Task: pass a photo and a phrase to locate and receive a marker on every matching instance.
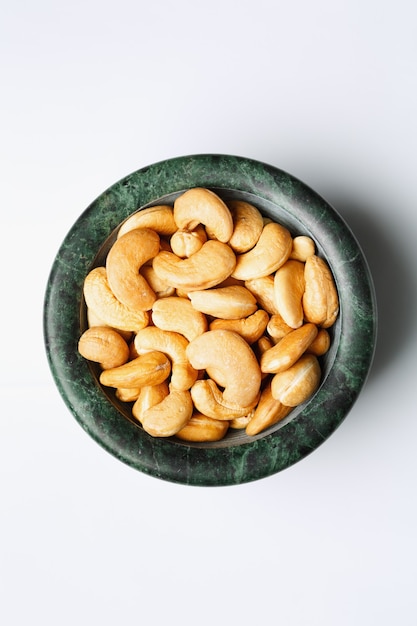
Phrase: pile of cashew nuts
(207, 316)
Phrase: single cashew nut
(271, 251)
(202, 428)
(230, 362)
(170, 415)
(158, 218)
(289, 285)
(287, 351)
(184, 243)
(102, 301)
(148, 369)
(209, 400)
(206, 268)
(320, 300)
(247, 225)
(268, 412)
(225, 302)
(148, 397)
(174, 345)
(103, 345)
(178, 315)
(124, 260)
(202, 206)
(251, 328)
(296, 384)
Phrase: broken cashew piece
(124, 260)
(230, 362)
(102, 301)
(206, 268)
(202, 206)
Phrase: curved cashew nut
(151, 368)
(174, 345)
(124, 260)
(209, 400)
(225, 302)
(102, 301)
(202, 428)
(271, 251)
(178, 315)
(251, 328)
(230, 362)
(103, 345)
(247, 225)
(202, 206)
(170, 415)
(289, 285)
(158, 218)
(206, 268)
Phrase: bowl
(237, 458)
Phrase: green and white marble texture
(238, 458)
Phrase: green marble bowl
(237, 458)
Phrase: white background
(91, 91)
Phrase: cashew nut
(148, 369)
(101, 300)
(230, 362)
(158, 218)
(271, 251)
(289, 287)
(206, 268)
(174, 345)
(124, 260)
(251, 328)
(247, 225)
(202, 206)
(225, 302)
(103, 345)
(178, 315)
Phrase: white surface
(92, 91)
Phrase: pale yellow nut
(225, 302)
(247, 225)
(100, 299)
(209, 400)
(160, 287)
(123, 264)
(289, 349)
(170, 415)
(289, 288)
(298, 383)
(251, 328)
(202, 206)
(321, 343)
(201, 428)
(103, 345)
(184, 243)
(148, 369)
(158, 218)
(230, 362)
(263, 290)
(302, 248)
(206, 268)
(174, 345)
(148, 397)
(320, 300)
(178, 315)
(268, 412)
(270, 252)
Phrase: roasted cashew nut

+ + + + + + +

Goal of the exercise: Excluding the pictures, output every entry above without alteration.

Response:
Task: pass a photo and a phrase to locate and receive a marker on every matching instance.
Phrase: pile of cashew nuts
(207, 316)
Phrase: single cashew nut
(271, 251)
(202, 428)
(230, 362)
(170, 415)
(158, 218)
(289, 285)
(287, 351)
(184, 243)
(102, 301)
(148, 369)
(209, 400)
(206, 268)
(320, 300)
(247, 225)
(268, 412)
(225, 302)
(148, 397)
(174, 345)
(103, 345)
(178, 315)
(124, 260)
(202, 206)
(251, 328)
(296, 384)
Phrase: broken cashew piece
(124, 260)
(230, 362)
(102, 301)
(206, 268)
(202, 206)
Phrase: curved cashew nut
(151, 368)
(174, 345)
(124, 260)
(209, 400)
(225, 302)
(102, 301)
(202, 428)
(271, 251)
(178, 315)
(251, 328)
(230, 362)
(103, 345)
(247, 225)
(202, 206)
(170, 415)
(289, 285)
(158, 218)
(206, 268)
Phrase: bowl
(237, 458)
Phrase: green and white marble texture
(238, 458)
Phrase: green marble bowl
(237, 458)
Phrase: white background
(91, 91)
Phrase: cashew nut
(148, 369)
(101, 300)
(230, 362)
(158, 218)
(271, 251)
(289, 287)
(206, 268)
(174, 345)
(124, 260)
(251, 328)
(247, 225)
(202, 206)
(225, 302)
(103, 345)
(178, 315)
Phrase: white surface
(92, 91)
Phrase: pale yellow nut
(225, 302)
(247, 225)
(100, 299)
(209, 400)
(160, 287)
(123, 264)
(289, 349)
(170, 415)
(289, 288)
(298, 383)
(251, 328)
(202, 206)
(321, 343)
(201, 428)
(103, 345)
(184, 243)
(148, 369)
(158, 218)
(230, 362)
(263, 290)
(302, 248)
(206, 268)
(174, 345)
(148, 397)
(320, 300)
(178, 315)
(268, 412)
(270, 252)
Phrase: roasted cashew nut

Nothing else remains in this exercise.